• [Task item]: Exactly as written, output each of the lines below, with no images.

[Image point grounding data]
──────

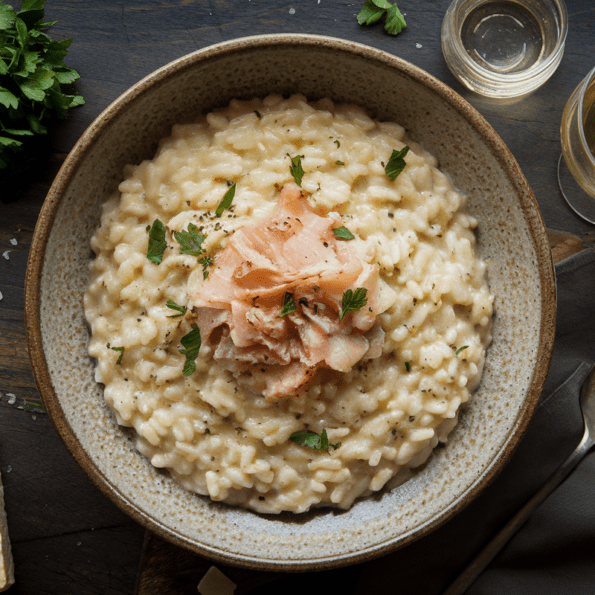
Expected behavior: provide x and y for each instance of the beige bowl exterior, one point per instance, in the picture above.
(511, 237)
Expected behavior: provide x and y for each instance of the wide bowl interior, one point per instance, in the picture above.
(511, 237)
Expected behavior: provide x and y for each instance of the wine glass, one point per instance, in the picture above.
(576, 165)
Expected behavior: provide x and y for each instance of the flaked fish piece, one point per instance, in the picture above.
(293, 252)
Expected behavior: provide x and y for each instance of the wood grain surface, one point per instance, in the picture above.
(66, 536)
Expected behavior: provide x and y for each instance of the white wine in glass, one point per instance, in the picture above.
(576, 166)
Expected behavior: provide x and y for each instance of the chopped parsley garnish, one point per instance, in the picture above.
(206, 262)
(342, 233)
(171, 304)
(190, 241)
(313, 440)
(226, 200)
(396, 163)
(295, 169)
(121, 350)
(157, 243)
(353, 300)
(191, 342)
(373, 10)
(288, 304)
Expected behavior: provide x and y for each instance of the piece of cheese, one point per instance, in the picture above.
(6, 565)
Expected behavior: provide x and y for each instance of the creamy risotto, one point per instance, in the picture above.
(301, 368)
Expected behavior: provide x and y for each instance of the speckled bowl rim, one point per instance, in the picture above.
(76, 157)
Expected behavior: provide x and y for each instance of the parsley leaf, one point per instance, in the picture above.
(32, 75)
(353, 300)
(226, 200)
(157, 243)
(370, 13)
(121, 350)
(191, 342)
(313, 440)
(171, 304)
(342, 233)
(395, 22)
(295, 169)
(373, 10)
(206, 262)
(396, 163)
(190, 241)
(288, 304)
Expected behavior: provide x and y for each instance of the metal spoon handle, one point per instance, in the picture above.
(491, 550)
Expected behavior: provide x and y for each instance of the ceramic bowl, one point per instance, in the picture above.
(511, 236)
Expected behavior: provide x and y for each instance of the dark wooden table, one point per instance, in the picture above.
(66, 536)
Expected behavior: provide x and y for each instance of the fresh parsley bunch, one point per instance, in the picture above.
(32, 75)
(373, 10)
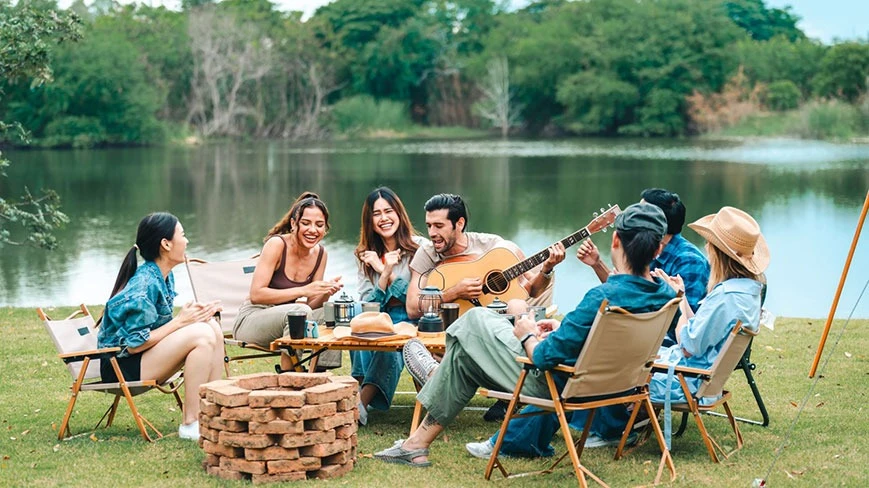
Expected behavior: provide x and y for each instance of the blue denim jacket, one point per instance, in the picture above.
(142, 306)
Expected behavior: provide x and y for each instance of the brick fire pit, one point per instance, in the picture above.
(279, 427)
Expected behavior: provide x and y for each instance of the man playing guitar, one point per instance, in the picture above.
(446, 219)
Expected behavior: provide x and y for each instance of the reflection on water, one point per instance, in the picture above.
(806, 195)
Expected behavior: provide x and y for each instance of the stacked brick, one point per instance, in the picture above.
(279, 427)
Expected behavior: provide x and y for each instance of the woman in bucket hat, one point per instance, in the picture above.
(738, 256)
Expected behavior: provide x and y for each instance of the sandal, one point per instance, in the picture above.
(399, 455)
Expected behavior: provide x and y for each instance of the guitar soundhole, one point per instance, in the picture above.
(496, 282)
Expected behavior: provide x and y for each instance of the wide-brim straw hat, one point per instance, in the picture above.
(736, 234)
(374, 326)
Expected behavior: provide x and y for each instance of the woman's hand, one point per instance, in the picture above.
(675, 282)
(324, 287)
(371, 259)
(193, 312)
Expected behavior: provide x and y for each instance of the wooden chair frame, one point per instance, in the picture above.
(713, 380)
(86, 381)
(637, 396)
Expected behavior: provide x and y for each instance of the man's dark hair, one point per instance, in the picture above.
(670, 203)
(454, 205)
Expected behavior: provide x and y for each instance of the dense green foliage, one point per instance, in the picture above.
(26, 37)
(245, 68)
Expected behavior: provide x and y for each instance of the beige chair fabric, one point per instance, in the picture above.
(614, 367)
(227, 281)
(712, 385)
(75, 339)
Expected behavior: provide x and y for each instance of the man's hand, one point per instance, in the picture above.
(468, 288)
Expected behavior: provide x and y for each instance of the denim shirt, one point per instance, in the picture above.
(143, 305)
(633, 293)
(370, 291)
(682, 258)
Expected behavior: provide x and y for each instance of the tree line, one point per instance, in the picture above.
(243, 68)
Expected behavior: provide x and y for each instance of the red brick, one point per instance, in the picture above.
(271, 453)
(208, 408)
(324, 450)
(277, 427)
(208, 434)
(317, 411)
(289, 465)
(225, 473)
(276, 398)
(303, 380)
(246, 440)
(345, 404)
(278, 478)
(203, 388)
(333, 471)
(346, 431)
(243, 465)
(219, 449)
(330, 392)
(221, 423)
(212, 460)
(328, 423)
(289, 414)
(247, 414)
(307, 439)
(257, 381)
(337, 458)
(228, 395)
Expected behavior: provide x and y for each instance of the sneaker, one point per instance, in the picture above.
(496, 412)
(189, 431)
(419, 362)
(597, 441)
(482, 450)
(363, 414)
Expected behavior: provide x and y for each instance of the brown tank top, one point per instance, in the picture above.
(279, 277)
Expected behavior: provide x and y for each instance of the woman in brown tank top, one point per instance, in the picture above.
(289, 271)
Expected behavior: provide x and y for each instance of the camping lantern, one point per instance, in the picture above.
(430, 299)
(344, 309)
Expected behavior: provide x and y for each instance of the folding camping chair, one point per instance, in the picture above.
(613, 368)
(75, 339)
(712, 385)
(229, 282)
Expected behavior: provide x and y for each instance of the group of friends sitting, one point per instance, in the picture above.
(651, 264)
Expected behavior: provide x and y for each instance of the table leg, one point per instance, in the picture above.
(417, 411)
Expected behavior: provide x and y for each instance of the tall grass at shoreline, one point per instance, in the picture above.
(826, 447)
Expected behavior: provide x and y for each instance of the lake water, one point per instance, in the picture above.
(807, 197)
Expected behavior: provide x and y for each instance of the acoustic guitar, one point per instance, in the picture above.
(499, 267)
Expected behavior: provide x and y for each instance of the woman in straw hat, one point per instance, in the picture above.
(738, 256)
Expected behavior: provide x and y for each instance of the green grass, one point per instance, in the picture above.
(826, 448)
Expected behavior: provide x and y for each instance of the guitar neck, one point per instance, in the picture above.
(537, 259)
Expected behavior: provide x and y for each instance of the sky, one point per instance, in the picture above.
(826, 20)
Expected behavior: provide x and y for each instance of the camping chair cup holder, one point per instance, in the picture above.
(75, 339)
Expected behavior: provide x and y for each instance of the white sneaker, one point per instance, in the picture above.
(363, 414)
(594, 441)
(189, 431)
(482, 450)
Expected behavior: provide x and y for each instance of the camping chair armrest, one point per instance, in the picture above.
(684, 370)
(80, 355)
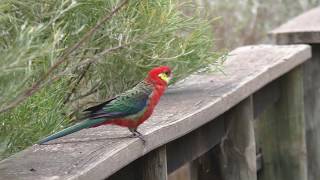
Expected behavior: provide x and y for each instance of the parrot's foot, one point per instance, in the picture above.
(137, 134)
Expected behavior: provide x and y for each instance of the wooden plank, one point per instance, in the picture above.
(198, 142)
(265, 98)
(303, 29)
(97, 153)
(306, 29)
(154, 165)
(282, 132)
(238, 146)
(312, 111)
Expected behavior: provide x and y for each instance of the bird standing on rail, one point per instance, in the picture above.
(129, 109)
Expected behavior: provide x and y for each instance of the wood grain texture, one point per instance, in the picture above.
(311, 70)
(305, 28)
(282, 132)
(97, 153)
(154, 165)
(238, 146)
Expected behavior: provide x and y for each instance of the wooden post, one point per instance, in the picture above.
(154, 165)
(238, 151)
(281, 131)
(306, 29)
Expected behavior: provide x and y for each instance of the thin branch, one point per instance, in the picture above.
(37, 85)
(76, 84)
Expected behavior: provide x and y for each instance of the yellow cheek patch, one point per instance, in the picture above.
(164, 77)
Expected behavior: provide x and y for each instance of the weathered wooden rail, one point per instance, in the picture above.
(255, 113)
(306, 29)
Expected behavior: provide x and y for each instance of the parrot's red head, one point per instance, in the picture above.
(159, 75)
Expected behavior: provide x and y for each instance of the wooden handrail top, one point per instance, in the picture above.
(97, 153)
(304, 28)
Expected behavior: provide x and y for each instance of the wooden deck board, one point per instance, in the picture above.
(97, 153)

──────

• [Solution for this task]:
Expected behavior: provide x and y for each instance of the beige bowl exterior, one point per instance, in the picture above.
(511, 237)
Expected behavior: provide x and y for each instance of the wide bowl interior, one point per instance, in the picture above.
(511, 237)
Expected behavior: provide x and y for each instance of the wine glass, one point per instance, in the picture above.
(576, 165)
Expected behavior: provide x and y for each instance of the flaked fish piece, one point per instance, in the picture above.
(293, 252)
Expected behavior: provide x and y for each instance of the wood grain surface, one point per instance, in the picture above.
(66, 536)
Expected behavior: provide x and y for each instance of the white wine in glass, one point per instance, in the picture above.
(576, 166)
Expected behavior: provide x and y for each instance of the chopped parsley garnish, one point per instance, in the picture above.
(206, 262)
(342, 233)
(171, 304)
(190, 241)
(313, 440)
(226, 200)
(396, 163)
(295, 169)
(121, 350)
(157, 243)
(353, 300)
(191, 342)
(373, 10)
(288, 304)
Expected behavior: provide x and y for each instance of the piece of cheese, one point per instance, in the picture above.
(6, 565)
Expected behavior: provide x and y for each instance of the creamy risotto, one point per instance, in the picture above.
(301, 368)
Expected behavior: provide x and y for each instance of the speckled bowl rim, one point per instance, in the picture above.
(76, 157)
Expected behavior: provide x and y for each instance of the parsley leaf, one point per instance, in the picture above.
(32, 75)
(353, 300)
(226, 200)
(157, 243)
(370, 13)
(121, 350)
(191, 342)
(313, 440)
(171, 304)
(342, 233)
(395, 22)
(295, 169)
(373, 10)
(206, 262)
(396, 163)
(190, 241)
(288, 304)
Expected behavior: provide x and y for each instance of the metal spoon handle, one point per instance, in the picture above.
(491, 550)
Expected behavior: provide x and y for each instance of the ceramic bowl, one point per instance, in the picture above.
(511, 236)
Expected behavior: provide x and y for each instance of the dark wooden table, one point per instance, in the picture above.
(66, 536)
Expected behavior: provide x and y for each instance of the fresh parsley bunch, one point per instance, in the picture above.
(32, 75)
(373, 10)
Expected behavior: provide x and y for each instance of the blue denim jacket, one point per instance, in the picture above.
(142, 306)
Expected behavior: provide x and y for each instance of the brick fire pit, one point per instance, in the picture above.
(279, 427)
Expected behavior: provide x and y for each instance of the man playing guitar, one point per instance, in the picture above.
(446, 219)
Expected behavior: provide x and y for each instance of the reflection on water, one point per instance, in the picture above.
(806, 195)
Expected behavior: provide x and y for each instance of the stacked brick, one point per instance, in the picture above.
(279, 427)
Expected behavior: provide x and y for each instance of the woman in bucket hat, one point per instance, in the picture above.
(738, 256)
Expected behavior: provide x and y for each instance of the sandal, one point per instance, in the picture above.
(399, 455)
Expected behavior: provide x and y for each instance of the guitar soundhole, one point per instance, in the picture above.
(496, 282)
Expected behavior: provide x and y for each instance of the wide-brim straw hat, one point per instance, in the picture above.
(736, 234)
(374, 326)
Expected behavior: provide x and y for each instance of the woman's hand, one point per instance, in the picture above.
(675, 282)
(324, 287)
(371, 259)
(193, 312)
Expected behavior: provide x and y for each instance of the wooden chair frame, one point per instance, in the picture above.
(713, 380)
(86, 381)
(637, 396)
Expected behavior: provide x and y for each instance of the man's dark hair, one point per instance, in the picture above.
(670, 203)
(454, 205)
Expected behavior: provide x and y for each instance of the dense green foliage, one point per instance, in the picture above.
(26, 37)
(245, 68)
Expected behavior: provide x and y for each instance of the beige chair fabric, one point per instance, in the picture above.
(614, 367)
(227, 281)
(712, 385)
(75, 339)
Expected behavior: provide x and y for each instance of the man's hand, one point per instance, in the picture above.
(468, 288)
Expected behavior: provide x and y for each instance of the denim shirt, one point per instance, in the picture above.
(143, 305)
(633, 293)
(370, 291)
(682, 258)
Expected behavior: provide x and y for each instance of the tree line, one point per instance, in the picture above.
(243, 68)
Expected behavior: provide x and y for each instance of the red brick, one point per instance, in the picture above.
(271, 453)
(208, 408)
(324, 450)
(277, 427)
(208, 434)
(317, 411)
(289, 465)
(225, 473)
(276, 398)
(303, 380)
(246, 440)
(345, 404)
(278, 478)
(203, 388)
(333, 471)
(346, 431)
(243, 465)
(219, 449)
(330, 392)
(221, 423)
(212, 460)
(328, 423)
(289, 414)
(247, 414)
(307, 439)
(257, 381)
(337, 458)
(228, 395)
Expected behavior: provide x and y for each instance of the sneaker, one point per instance, in the picture above.
(496, 412)
(189, 431)
(419, 362)
(597, 441)
(482, 450)
(363, 414)
Expected behavior: provide x and y for each instance of the brown tank top, one point per instance, in the picture above.
(279, 277)
Expected behavior: provide x and y for each instance of the woman in brown tank top, one point per instance, in the picture above.
(289, 271)
Expected behavior: provide x and y for each instance of the camping lantern, one point per instance, in the picture above.
(430, 299)
(344, 309)
Expected behavior: provide x and y for each instance of the folding camping chair, one point per instance, in the picture above.
(613, 368)
(75, 339)
(712, 385)
(229, 282)
Expected behavior: provide x and y for each instance of the group of friends sitting, one point per instance, in the picture above.
(651, 264)
Expected behavior: provide x and y for each instance of the table leg, one point per instance, in the picture above.
(417, 411)
Expected behavior: provide x and y for each instance of the tall grass at shoreline, one point per instance, in the picture above.
(826, 447)
Expected behavior: provide x and y for each instance of the lake water, one point per instance, in the picture above.
(807, 197)
Expected behavior: provide x and y for each instance of the acoustic guitar, one point per instance, in the picture above.
(499, 267)
Expected behavior: provide x and y for each instance of the woman in straw hat, one point per instance, in the picture above.
(738, 256)
Expected behavior: provide x and y for each instance of the green grass, one point per instance, in the picture above.
(826, 448)
Expected behavior: provide x and y for each instance of the guitar neck, one point per instance, in the picture above.
(537, 259)
Expected behavior: provide x and y for each instance of the sky, one point per instance, in the picture above.
(826, 20)
Expected behavior: provide x and y for each instance of the camping chair cup holder, one point per instance, in the picture above.
(75, 339)
Expected behavior: provide x and y for each instance of the white sneaker, one point per instance, in the picture above.
(363, 414)
(594, 441)
(189, 431)
(482, 450)
Expected behavior: provide x and y for each instance of the camping chair armrest, one point per instance, in the picture above.
(684, 370)
(80, 355)
Expected behavior: provide x and y for each instance of the parrot's foot, one point per instance, in the picture above.
(137, 134)
Expected behavior: provide x and y for each instance of the wooden plank, one point per instance, in the picture above.
(198, 142)
(265, 98)
(303, 29)
(97, 153)
(306, 29)
(154, 165)
(282, 132)
(238, 146)
(312, 111)
Expected behavior: provide x and y for each instance of the bird standing on rail, one point per instance, in the picture above.
(129, 109)
Expected behavior: provide x and y for each instance of the wood grain texture, one point per instance, in the picture above.
(311, 70)
(305, 28)
(282, 132)
(97, 153)
(154, 165)
(238, 146)
Expected behavior: provide x and y for each instance of the wooden post, one point per instance, in the picture above.
(154, 165)
(238, 151)
(281, 131)
(306, 29)
Expected behavior: provide x and y for each instance of the thin branch, one point per instance, in the picture above.
(37, 85)
(76, 84)
Expected behavior: provide x and y for each instance of the yellow cheek patch, one point per instance, in the picture above.
(164, 77)
Expected behavior: provide x and y for each instance of the weathered wooden rail, one point per instance, in the picture above.
(255, 113)
(306, 29)
Expected behavior: provide x and y for each instance of the parrot's red head, one point per instance, in the picture above.
(159, 75)
Expected behavior: provide x and y for each instance of the wooden handrail top, one point per instance, in the picture above.
(97, 153)
(304, 28)
Expected behavior: provide x and y for each instance of the wooden deck board, one point per instance, in the picture above.
(97, 153)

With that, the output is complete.